* **ARTIGO**:

O Impacto do SiSU na evasão universitária: o que os dados revelam e como gestores podem agir

Por que estudantes que ingressam pelo SiSU apresentam taxas de desistência até três vezes maiores nos primeiros semestres?

Desde sua criação em 2010, o Sistema de Seleção Unificada (SiSU) revolucionou o acesso ao ensino superior público brasileiro. Com uma única prova, o Enem, estudantes de todo o país podem concorrer a vagas em universidades federais sem custos adicionais de inscrição ou deslocamento físico. A promessa era clara: democratizar o acesso à educação superior.

Mas um dado importante, revelado por estudos recentes de três importantes universidades federais, apontam um padrão preocupante: a evasão nos primeiros semestres é significativamente maior entre estudantes que ingressam pelo SiSU quando comparados àqueles que entram por vestibulares tradicionais ou processos seriados.

[Linhas de um conjunto de dados de apontamento]
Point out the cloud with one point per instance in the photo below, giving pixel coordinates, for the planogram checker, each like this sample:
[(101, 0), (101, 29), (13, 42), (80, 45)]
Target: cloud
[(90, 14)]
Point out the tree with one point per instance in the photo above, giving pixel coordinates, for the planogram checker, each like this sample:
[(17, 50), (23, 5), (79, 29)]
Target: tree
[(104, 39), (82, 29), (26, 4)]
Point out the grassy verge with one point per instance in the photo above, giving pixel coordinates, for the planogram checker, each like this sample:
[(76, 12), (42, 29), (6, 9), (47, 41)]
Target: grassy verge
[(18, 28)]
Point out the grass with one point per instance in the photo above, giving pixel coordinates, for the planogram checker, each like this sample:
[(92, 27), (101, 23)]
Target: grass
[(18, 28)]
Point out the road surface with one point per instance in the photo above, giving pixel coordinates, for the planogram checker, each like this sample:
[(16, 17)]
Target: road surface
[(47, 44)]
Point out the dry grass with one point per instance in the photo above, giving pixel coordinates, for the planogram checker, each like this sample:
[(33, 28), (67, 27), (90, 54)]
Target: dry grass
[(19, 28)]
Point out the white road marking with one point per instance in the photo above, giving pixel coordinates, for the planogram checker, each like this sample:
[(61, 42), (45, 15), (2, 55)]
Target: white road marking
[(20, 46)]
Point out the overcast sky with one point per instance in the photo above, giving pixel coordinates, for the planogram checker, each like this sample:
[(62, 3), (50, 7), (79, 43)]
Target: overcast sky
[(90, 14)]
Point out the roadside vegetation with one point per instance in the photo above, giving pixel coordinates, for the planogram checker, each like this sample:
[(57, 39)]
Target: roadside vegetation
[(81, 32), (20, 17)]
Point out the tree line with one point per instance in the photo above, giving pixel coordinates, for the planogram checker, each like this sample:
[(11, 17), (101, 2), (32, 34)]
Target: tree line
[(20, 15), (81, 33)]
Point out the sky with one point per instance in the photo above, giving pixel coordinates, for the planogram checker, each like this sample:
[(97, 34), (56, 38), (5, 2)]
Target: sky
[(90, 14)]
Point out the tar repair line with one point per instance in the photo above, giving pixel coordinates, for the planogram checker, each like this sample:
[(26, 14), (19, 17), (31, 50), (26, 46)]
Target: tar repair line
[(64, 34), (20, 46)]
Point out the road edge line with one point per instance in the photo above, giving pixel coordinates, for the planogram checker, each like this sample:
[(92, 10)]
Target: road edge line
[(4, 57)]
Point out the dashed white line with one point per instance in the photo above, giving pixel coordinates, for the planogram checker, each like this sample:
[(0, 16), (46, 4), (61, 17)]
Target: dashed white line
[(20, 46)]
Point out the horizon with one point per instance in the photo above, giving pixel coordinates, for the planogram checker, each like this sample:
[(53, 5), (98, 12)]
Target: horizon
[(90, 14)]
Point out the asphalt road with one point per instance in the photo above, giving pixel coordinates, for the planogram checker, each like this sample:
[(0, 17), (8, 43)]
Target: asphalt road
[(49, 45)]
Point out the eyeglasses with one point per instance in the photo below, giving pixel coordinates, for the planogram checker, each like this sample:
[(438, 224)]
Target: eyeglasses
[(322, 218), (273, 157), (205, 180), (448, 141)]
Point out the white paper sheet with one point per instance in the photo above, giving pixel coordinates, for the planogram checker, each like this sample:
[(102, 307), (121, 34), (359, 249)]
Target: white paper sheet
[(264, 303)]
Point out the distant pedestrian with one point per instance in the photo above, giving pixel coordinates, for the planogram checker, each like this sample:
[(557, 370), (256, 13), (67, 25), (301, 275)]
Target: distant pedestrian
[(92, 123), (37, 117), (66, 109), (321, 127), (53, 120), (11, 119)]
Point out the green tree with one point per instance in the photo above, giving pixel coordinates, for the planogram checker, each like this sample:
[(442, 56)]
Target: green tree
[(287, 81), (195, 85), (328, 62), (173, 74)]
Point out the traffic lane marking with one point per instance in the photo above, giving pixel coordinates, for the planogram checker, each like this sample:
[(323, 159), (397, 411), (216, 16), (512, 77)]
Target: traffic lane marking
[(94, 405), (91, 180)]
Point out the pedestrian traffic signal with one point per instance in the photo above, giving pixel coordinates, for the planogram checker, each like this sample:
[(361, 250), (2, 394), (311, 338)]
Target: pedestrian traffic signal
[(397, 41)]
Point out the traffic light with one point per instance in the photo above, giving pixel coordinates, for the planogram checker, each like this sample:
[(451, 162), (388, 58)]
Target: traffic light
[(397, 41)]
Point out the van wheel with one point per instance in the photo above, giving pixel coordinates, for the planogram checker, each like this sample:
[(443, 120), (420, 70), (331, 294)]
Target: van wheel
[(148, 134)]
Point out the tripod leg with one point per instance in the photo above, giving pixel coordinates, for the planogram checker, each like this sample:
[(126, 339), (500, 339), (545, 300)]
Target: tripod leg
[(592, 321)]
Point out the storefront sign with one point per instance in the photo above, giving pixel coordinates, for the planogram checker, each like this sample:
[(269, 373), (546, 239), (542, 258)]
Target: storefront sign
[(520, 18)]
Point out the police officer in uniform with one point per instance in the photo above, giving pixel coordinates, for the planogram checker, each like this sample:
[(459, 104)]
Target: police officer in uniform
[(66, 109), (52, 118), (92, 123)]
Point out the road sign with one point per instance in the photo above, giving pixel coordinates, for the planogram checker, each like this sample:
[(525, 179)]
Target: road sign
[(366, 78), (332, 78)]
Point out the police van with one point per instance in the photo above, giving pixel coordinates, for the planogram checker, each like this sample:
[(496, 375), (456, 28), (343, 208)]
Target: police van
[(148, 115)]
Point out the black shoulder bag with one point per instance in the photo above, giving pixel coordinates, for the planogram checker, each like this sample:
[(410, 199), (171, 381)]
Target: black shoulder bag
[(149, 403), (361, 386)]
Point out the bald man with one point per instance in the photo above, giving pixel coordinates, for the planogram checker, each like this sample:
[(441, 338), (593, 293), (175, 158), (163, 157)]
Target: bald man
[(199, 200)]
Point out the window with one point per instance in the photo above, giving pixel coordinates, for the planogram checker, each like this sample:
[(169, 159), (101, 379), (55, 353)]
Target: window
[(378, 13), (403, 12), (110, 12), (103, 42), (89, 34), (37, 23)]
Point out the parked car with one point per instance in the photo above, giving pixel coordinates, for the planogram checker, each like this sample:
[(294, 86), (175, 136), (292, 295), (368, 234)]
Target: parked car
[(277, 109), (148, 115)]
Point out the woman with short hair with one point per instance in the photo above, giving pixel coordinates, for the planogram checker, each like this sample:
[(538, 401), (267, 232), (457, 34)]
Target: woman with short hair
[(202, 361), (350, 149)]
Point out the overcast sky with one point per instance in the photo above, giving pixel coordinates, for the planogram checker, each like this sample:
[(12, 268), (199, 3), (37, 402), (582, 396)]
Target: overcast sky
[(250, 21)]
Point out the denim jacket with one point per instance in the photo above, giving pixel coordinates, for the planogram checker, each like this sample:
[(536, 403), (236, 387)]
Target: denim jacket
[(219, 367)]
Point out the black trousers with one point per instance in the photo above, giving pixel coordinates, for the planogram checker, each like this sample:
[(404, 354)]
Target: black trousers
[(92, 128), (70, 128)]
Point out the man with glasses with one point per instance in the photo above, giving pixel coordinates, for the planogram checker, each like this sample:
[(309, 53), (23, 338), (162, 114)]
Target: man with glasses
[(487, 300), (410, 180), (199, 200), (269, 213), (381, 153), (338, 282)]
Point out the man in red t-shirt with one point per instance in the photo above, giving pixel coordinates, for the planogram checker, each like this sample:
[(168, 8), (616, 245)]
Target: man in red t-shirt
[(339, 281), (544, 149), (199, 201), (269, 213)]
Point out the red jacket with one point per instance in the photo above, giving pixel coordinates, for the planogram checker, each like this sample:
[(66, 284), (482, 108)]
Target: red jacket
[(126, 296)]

* **TAREFAS**:
A) Transcreva do artigo sobre o SiSU todo o trecho que vai de "Mas um dado" até "ou processos seriados.".
B) Reescreva em forma de lista o parágrafo do artigo sobre o SiSU que começa com "Desde sua criação em 2010", mantendo os fatos principais.
Os dados acima são um material à parte, sem relação com o artigo.

* **RESPOSTAS POR TAREFA**:
A)
Mas um dado importante, revelado por estudos recentes de três importantes universidades federais, apontam um padrão preocupante: a evasão nos primeiros semestres é significativamente maior entre estudantes que ingressam pelo SiSU quando comparados àqueles que entram por vestibulares tradicionais ou processos seriados.

B)
- O SiSU foi criado em 2010 e revolucionou o acesso ao ensino superior público brasileiro.
- Com uma única prova, o Enem, estudantes de todo o país podem concorrer a vagas em universidades federais.
- Não há custos adicionais de inscrição nem de deslocamento físico.
- A promessa era democratizar o acesso à educação superior.